100 Independent Linear Work-Precision Diagrams
For these tests we will solve a diagonal 100 independent linear differential equations. This will demonstrate the efficiency of the implementation of the methods for handling large systems, since the system is both large enough that array handling matters, but f is cheap enough that it is not simply a game of calculating f as few times as possible. We will be mostly looking at the efficiency of the work-horse Dormand-Prince Order 4/5 Pairs: one from DifferentialEquations.jl (DP5), one from ODE.jl rk45, one from ODEInterface (Hairer's famous dopri5, and one from SUNDIALS' ARKODE suite.
Also included is Tsit5. While all other ODE programs have gone with the traditional choice of using the Dormand-Prince 4/5 pair as the default, DifferentialEquations.jl uses Tsit5 as one of the default algorithms. It's a very new (2011) and not widely known, but the theory and the implementation shows it's more efficient than DP5. Thus we include it just to show off how re-designing a library from the ground up in a language for rapid code and rapid development has its advantages.
Setup
using OrdinaryDiffEq, Sundials, DiffEqDevTools, Plots, ODEInterfaceDiffEq, ODE, LSODA
using Random
Random.seed!(123)
gr()
# 2D Linear ODE
function f(du,u,p,t)
@inbounds for i in eachindex(u)
du[i] = 1.01*u[i]
end
end
function f_analytic(u₀,p,t)
u₀*exp(1.01*t)
end
tspan = (0.0,10.0)
prob = ODEProblem(ODEFunction{true, SciMLBase.FullSpecialize}(f,analytic=f_analytic),rand(100,100),tspan)

§ **Your task**
Answer these questions using the work-precision diagram page.
1. Which method does DifferentialEquations.jl use as one of its default algorithms?
2. In what year was that method introduced?
3. What number is passed to the random seed in the setup code?
The listing that follows was taken from a different source than the page above.

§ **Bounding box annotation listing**

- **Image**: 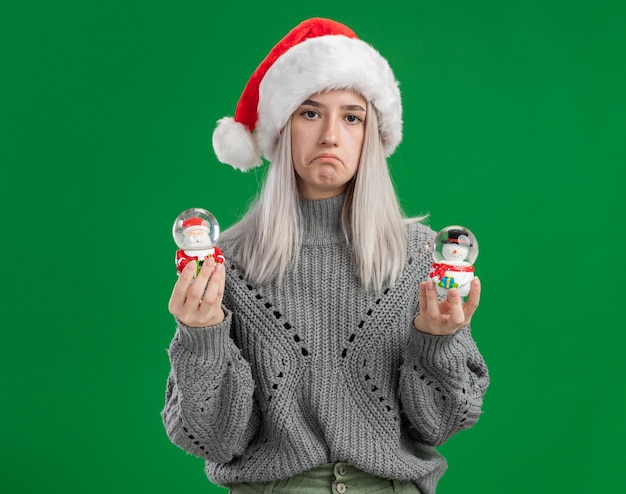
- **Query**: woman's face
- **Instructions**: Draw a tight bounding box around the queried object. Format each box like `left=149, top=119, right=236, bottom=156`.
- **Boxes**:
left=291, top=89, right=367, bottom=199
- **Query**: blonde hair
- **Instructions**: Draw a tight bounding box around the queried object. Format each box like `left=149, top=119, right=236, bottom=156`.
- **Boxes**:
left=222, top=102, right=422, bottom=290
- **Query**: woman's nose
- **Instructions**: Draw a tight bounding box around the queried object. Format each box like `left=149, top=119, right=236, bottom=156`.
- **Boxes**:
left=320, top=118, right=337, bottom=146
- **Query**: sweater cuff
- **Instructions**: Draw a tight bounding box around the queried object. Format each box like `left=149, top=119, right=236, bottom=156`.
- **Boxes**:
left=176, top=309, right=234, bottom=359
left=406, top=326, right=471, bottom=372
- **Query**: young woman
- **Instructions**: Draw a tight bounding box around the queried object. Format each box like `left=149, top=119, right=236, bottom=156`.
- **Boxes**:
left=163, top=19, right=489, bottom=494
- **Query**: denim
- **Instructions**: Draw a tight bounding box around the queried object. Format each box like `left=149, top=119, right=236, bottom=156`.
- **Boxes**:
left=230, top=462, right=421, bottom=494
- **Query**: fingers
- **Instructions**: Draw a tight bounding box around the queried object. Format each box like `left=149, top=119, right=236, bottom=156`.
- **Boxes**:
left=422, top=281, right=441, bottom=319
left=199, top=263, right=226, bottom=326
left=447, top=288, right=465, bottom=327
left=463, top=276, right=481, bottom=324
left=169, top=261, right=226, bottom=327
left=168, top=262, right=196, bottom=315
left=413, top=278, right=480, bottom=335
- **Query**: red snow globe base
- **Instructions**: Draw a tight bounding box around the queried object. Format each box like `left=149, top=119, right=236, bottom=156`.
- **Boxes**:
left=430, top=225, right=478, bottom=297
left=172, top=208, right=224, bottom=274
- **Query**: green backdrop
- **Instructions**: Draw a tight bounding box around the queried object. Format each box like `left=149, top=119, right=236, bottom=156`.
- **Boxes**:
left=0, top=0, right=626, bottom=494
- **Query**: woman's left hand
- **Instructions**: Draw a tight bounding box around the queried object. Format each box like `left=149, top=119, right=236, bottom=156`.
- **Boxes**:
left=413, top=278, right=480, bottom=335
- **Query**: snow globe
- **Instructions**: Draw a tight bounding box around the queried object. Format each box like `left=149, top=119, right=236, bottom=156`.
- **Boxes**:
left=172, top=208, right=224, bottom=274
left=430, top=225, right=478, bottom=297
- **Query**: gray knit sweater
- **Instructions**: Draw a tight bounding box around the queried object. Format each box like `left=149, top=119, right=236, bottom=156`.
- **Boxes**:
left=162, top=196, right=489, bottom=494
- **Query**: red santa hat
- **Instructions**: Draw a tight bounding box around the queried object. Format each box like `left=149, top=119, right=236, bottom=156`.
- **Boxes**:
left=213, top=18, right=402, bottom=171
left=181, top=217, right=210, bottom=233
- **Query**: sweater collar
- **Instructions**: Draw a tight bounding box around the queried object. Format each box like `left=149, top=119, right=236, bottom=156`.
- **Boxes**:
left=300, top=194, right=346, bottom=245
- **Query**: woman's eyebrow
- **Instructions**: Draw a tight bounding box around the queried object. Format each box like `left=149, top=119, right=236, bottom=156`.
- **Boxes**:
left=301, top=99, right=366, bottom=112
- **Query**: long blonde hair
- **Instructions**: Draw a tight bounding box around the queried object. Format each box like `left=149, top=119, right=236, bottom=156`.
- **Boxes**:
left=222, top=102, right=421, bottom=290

§ **The result**
1. Tsit5
2. 2011
3. 123